= EXCERPTED TEXT =

MSW & JD Dual Degree
For two GSSW students, social work and law provide a strong foundation for systems change
For University of Denver Graduate School of Social Work (GSSW) students Phoebe Blessing and Mary Kelly, field education internships have given them a chance to see how their social work and law dual degrees will pay off down the road.
Blessing was working in medicine when she became frustrated with inequities in health care access. An MSW/JD dual degree with an MSW concentration in organizational leadership and policy practice will make it possible for her to work toward developing more equitable policies. As an intern on the ACLU of Colorado policy team, Blessing worked on the Colorado Rights Act (HB20-1287). Introduced in February 2020, the bill, which didn’t pass, would have allowed civil lawsuits in state courts against Colorado governments for violations of state Constitutional rights, including free speech.
In the ACLU role, she’s worn both social work and legal hats.
“I spent the first few months doing legal research and drafting language for the bill; then as we were trying to get it introduced, get votes and a hearing, I was reaching out to individuals who have heartbreaking stories and explaining to them how this bill would have helped them,” says Blessing, MSW ’20/JD ’21. “I realized how critical social work education is for recognizing the human impact, being able to communicate that and build community around policy.”
Associate Professor Jennifer Greenfield taught Blessing in her Policy Analysis course.
“Phoebe wrote an excellent brief about the impacts of COVID-19 on people who are incarcerated in Colorado. It exemplifies her ability to combine critical thinking skills and intellectual insight with empathy and care for others,” Greenfield says.
Kelly has also complemented her education with a meaningful internship. As a domestic violence victim’s advocate at the 4th Judicial District Attorney’s Office in El Paso County, she’s part of a team that contacts victims shortly after they’ve experienced trauma. Her outreach is necessarily at a time when some victims navigating the trauma of victimization.
“It’s brief solution-focused therapy, where you have about 30 minutes to get them to a place where they feel okay with what’s happening. We make calls in the morning and then, if victims decide to go to court, we go with them in the afternoon,” says Kelly, MSW/JD’ 23, whose MSW concentration is in organizational leadership and policy practice. “You have to remember they are surviving some of the worst trauma of their lives.”

= EXTRACTED ENTRIES =
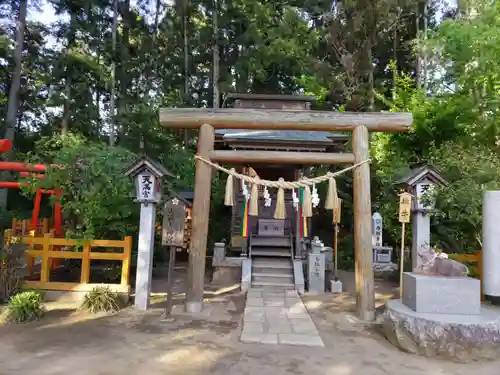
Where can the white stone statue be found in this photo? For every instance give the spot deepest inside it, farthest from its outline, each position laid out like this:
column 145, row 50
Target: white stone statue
column 438, row 264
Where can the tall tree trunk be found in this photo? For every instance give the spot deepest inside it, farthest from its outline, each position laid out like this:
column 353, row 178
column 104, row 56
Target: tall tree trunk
column 13, row 104
column 124, row 76
column 69, row 77
column 395, row 59
column 370, row 84
column 215, row 51
column 112, row 117
column 185, row 20
column 425, row 62
column 418, row 63
column 152, row 59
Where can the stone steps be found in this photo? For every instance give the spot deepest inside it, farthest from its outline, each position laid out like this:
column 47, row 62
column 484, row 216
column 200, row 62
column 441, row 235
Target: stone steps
column 261, row 284
column 274, row 278
column 271, row 252
column 272, row 272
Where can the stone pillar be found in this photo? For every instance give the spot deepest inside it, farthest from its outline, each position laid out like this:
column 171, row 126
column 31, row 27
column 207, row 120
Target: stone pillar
column 219, row 253
column 491, row 246
column 144, row 273
column 316, row 268
column 421, row 235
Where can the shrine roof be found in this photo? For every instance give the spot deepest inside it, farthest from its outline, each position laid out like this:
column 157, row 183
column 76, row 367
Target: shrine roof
column 416, row 174
column 281, row 135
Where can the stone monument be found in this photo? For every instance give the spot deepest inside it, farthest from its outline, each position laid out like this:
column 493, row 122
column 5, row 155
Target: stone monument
column 420, row 181
column 440, row 313
column 382, row 255
column 316, row 267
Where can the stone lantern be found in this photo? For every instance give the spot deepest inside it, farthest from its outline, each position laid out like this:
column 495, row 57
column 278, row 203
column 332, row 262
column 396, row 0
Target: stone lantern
column 419, row 181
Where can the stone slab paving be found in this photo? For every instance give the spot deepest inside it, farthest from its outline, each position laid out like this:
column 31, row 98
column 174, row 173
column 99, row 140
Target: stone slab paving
column 278, row 317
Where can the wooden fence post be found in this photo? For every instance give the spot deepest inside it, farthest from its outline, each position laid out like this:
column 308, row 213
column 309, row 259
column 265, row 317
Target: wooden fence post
column 127, row 252
column 85, row 273
column 44, row 274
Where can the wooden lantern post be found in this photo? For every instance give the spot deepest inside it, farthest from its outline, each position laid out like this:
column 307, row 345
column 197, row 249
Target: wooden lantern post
column 360, row 124
column 404, row 217
column 336, row 222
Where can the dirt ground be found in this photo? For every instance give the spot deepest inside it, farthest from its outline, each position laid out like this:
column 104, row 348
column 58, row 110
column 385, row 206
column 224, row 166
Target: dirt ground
column 66, row 341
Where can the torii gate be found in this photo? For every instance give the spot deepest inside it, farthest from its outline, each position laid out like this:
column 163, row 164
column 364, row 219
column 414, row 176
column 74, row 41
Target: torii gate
column 360, row 124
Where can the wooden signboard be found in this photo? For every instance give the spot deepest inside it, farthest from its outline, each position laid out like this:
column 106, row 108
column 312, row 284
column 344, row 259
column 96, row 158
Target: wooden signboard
column 404, row 208
column 174, row 215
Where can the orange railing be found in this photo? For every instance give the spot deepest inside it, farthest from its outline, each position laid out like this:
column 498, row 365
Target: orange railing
column 46, row 253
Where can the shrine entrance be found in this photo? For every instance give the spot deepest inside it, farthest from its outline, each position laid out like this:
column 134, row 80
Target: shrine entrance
column 306, row 121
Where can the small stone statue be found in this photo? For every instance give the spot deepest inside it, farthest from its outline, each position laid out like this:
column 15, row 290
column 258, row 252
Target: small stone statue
column 434, row 263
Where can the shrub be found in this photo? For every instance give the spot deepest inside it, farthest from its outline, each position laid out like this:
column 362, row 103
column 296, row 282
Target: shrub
column 102, row 298
column 24, row 307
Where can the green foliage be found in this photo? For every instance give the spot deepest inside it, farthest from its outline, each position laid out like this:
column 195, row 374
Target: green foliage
column 12, row 262
column 24, row 307
column 97, row 197
column 469, row 171
column 102, row 299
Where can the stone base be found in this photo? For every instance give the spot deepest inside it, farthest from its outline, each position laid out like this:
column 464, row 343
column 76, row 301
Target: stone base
column 385, row 270
column 226, row 275
column 461, row 338
column 441, row 295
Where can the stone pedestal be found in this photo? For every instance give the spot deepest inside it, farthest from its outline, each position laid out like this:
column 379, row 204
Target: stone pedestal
column 441, row 295
column 316, row 272
column 491, row 246
column 461, row 338
column 219, row 253
column 144, row 271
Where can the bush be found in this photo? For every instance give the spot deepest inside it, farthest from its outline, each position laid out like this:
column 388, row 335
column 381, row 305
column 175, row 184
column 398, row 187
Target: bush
column 24, row 307
column 102, row 299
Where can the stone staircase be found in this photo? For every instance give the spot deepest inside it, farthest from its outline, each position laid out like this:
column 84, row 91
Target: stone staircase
column 272, row 272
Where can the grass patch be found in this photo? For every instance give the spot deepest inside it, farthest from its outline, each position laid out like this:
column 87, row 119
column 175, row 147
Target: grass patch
column 103, row 299
column 24, row 307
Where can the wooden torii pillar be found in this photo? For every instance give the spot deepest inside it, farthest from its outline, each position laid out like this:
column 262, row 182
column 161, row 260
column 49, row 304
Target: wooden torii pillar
column 360, row 124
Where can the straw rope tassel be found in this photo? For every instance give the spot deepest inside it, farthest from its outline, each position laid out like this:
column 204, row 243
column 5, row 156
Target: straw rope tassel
column 307, row 204
column 279, row 212
column 331, row 196
column 253, row 210
column 229, row 197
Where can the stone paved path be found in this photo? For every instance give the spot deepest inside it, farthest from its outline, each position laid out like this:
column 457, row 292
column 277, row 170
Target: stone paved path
column 274, row 316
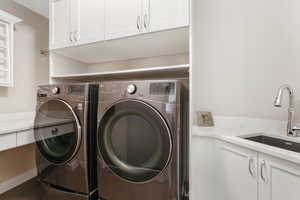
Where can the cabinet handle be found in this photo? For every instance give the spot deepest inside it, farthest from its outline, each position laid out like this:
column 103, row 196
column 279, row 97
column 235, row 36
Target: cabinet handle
column 138, row 23
column 146, row 21
column 262, row 167
column 75, row 36
column 70, row 37
column 250, row 167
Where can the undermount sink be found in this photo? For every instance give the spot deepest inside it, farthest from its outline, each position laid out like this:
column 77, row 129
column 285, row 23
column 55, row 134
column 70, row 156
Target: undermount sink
column 276, row 142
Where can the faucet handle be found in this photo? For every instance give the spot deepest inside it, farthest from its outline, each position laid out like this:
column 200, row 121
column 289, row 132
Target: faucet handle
column 295, row 131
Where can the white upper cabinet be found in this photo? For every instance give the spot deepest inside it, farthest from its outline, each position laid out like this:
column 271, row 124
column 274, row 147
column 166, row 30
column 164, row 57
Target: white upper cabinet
column 167, row 14
column 60, row 27
column 123, row 18
column 131, row 17
column 74, row 22
column 77, row 22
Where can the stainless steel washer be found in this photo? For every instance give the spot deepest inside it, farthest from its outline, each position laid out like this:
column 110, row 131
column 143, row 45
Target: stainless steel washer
column 142, row 140
column 65, row 128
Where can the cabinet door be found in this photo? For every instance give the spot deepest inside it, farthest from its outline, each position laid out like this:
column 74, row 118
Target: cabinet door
column 60, row 23
column 279, row 179
column 166, row 14
column 91, row 21
column 123, row 18
column 236, row 173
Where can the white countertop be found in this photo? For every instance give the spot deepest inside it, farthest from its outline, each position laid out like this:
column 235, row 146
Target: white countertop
column 14, row 122
column 236, row 138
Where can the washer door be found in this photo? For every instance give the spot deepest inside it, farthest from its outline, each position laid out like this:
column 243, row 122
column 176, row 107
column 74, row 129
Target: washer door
column 134, row 141
column 57, row 131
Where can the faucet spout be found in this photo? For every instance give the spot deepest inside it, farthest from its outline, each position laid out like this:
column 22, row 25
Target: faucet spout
column 291, row 131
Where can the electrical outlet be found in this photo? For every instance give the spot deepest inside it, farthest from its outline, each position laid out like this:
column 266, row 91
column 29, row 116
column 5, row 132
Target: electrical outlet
column 205, row 119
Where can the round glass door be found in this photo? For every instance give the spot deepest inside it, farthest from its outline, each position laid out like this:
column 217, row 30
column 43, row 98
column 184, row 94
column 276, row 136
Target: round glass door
column 57, row 131
column 134, row 141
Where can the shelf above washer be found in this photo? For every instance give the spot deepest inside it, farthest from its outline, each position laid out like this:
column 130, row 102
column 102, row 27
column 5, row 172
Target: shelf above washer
column 151, row 72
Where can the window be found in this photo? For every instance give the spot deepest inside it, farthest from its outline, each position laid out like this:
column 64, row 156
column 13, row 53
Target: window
column 7, row 22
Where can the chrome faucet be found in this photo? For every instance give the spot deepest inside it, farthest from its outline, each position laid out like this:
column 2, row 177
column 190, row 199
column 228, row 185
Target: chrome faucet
column 291, row 128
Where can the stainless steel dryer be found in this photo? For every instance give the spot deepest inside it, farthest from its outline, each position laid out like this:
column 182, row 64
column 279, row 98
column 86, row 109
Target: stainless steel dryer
column 65, row 128
column 142, row 140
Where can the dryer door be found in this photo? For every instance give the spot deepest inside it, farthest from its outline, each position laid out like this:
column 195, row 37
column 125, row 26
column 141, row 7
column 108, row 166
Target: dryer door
column 134, row 141
column 57, row 131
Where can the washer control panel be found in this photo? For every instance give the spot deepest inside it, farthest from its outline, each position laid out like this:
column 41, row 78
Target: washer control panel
column 55, row 90
column 131, row 89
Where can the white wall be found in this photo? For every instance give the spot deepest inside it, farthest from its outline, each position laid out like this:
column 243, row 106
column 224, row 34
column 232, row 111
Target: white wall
column 30, row 68
column 243, row 51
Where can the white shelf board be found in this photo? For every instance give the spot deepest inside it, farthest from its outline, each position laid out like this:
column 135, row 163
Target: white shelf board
column 154, row 72
column 2, row 48
column 170, row 42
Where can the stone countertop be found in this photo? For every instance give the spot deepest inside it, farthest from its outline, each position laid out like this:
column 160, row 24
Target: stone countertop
column 26, row 191
column 237, row 139
column 15, row 122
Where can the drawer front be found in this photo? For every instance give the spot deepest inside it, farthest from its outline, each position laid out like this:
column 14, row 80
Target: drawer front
column 25, row 137
column 8, row 141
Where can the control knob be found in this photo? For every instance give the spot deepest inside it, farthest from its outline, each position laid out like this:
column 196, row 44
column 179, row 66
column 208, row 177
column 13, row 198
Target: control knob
column 55, row 90
column 131, row 89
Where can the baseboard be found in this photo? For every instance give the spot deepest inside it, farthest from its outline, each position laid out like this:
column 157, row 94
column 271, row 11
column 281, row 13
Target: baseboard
column 18, row 180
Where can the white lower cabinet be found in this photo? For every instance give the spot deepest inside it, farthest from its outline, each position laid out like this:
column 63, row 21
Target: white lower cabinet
column 244, row 174
column 279, row 179
column 236, row 173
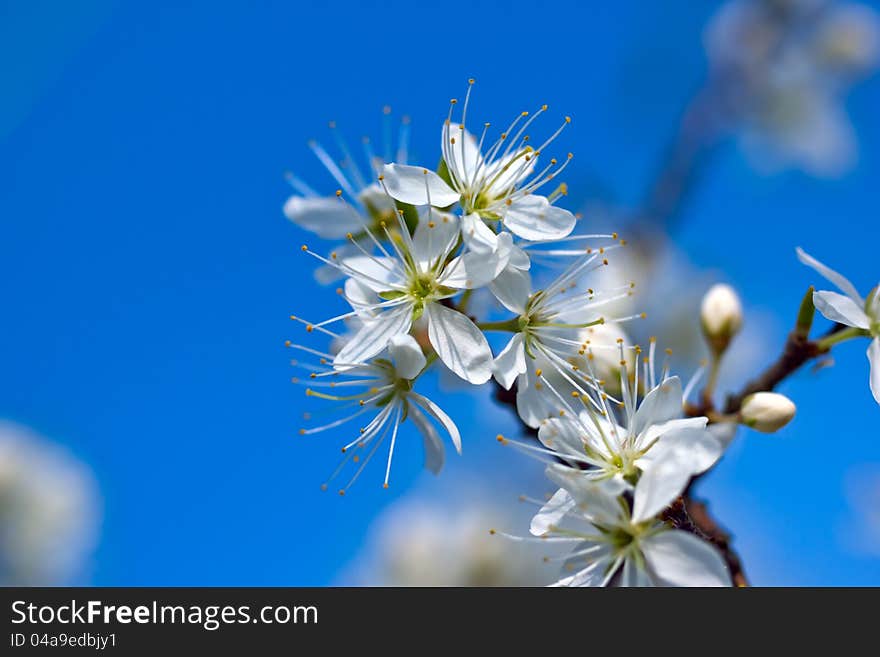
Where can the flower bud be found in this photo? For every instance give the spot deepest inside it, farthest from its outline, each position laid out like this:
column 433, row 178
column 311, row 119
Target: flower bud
column 720, row 316
column 766, row 412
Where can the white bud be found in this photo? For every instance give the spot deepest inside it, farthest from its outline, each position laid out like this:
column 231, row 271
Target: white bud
column 766, row 412
column 720, row 316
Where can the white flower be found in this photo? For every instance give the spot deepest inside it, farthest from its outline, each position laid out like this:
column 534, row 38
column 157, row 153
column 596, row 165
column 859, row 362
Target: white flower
column 548, row 330
column 494, row 182
column 767, row 412
column 612, row 546
column 784, row 71
column 647, row 445
column 852, row 310
column 329, row 218
column 391, row 290
column 384, row 388
column 48, row 511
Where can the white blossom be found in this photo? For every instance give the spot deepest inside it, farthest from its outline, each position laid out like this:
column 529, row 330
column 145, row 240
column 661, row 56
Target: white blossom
column 324, row 215
column 48, row 511
column 642, row 444
column 610, row 545
column 410, row 279
column 767, row 412
column 851, row 310
column 786, row 67
column 381, row 389
column 491, row 183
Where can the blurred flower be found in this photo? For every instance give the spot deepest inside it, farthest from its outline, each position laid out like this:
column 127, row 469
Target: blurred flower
column 851, row 310
column 495, row 183
column 384, row 386
column 420, row 542
column 784, row 67
column 48, row 511
column 611, row 546
column 720, row 316
column 327, row 215
column 767, row 412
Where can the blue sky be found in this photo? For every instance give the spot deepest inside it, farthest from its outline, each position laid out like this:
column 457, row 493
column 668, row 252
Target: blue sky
column 148, row 271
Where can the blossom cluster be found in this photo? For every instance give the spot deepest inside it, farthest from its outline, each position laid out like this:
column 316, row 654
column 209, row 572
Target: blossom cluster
column 416, row 247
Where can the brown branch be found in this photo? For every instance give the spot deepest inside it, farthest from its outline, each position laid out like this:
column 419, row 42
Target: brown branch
column 798, row 350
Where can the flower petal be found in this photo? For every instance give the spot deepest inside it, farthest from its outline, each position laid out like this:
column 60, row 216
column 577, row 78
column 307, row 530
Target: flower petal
column 874, row 360
column 417, row 186
column 407, row 355
column 478, row 237
column 677, row 558
column 839, row 308
column 633, row 576
column 533, row 218
column 659, row 485
column 435, row 237
column 512, row 288
column 374, row 336
column 329, row 218
column 460, row 152
column 472, row 270
column 563, row 436
column 435, row 453
column 459, row 343
column 378, row 273
column 839, row 280
column 510, row 363
column 438, row 414
column 661, row 404
column 696, row 448
column 552, row 512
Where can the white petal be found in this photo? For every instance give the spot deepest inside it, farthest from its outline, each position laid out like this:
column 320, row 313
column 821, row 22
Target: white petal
column 512, row 288
column 407, row 356
column 435, row 453
column 839, row 308
column 696, row 449
column 506, row 172
column 659, row 486
column 510, row 363
column 414, row 185
column 656, row 430
column 593, row 568
column 677, row 558
column 519, row 258
column 633, row 576
column 459, row 343
column 374, row 336
column 661, row 404
column 874, row 360
column 533, row 218
column 477, row 235
column 551, row 513
column 329, row 218
column 360, row 297
column 531, row 403
column 597, row 500
column 837, row 279
column 562, row 435
column 438, row 414
column 380, row 274
column 462, row 157
column 473, row 270
column 435, row 237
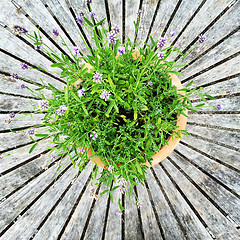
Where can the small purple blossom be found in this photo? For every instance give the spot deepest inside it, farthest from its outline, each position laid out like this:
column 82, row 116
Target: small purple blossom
column 112, row 37
column 55, row 32
column 172, row 33
column 18, row 30
column 97, row 77
column 80, row 20
column 121, row 50
column 38, row 47
column 12, row 115
column 81, row 92
column 61, row 110
column 150, row 83
column 110, row 168
column 105, row 95
column 24, row 66
column 161, row 55
column 116, row 30
column 94, row 15
column 94, row 135
column 201, row 39
column 82, row 150
column 8, row 121
column 76, row 51
column 161, row 42
column 43, row 104
column 139, row 204
column 139, row 13
column 14, row 76
column 121, row 190
column 30, row 132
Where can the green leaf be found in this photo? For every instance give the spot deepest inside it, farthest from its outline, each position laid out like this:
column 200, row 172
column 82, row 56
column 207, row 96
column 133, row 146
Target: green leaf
column 33, row 147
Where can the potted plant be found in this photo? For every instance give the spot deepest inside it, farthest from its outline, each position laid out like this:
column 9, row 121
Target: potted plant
column 123, row 107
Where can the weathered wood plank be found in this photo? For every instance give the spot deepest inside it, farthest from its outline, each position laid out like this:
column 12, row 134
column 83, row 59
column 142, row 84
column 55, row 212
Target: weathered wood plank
column 225, row 175
column 20, row 200
column 217, row 223
column 213, row 191
column 194, row 227
column 151, row 228
column 165, row 213
column 36, row 213
column 55, row 222
column 227, row 121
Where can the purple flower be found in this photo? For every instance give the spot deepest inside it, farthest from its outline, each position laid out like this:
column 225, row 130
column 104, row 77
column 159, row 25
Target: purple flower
column 172, row 33
column 150, row 83
column 14, row 75
column 81, row 92
column 161, row 42
column 55, row 32
column 122, row 181
column 38, row 47
column 116, row 30
column 61, row 110
column 18, row 30
column 121, row 50
column 8, row 121
column 161, row 55
column 110, row 168
column 80, row 20
column 94, row 15
column 119, row 212
column 112, row 37
column 12, row 115
column 82, row 150
column 121, row 190
column 139, row 13
column 105, row 95
column 24, row 66
column 201, row 39
column 97, row 77
column 30, row 132
column 94, row 135
column 43, row 104
column 76, row 51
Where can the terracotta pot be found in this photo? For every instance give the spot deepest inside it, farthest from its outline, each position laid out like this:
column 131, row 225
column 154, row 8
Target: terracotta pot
column 172, row 142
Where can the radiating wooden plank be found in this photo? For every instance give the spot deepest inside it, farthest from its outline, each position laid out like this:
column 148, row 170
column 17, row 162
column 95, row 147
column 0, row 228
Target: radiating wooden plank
column 21, row 155
column 76, row 224
column 194, row 227
column 114, row 220
column 165, row 213
column 20, row 200
column 228, row 138
column 32, row 75
column 36, row 213
column 150, row 226
column 54, row 223
column 213, row 191
column 225, row 175
column 228, row 121
column 217, row 223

= PROBLEM STATEMENT =
From the article on the MSW and JD dual degree, extract everything from "MSW & JD Dual" down to "down the road.". The rows are separate material and have nothing to do with the article on the MSW and JD dual degree.

= EXERCISE OUTPUT =
MSW & JD Dual Degree
For two GSSW students, social work and law provide a strong foundation for systems change
For University of Denver Graduate School of Social Work (GSSW) students Phoebe Blessing and Mary Kelly, field education internships have given them a chance to see how their social work and law dual degrees will pay off down the road.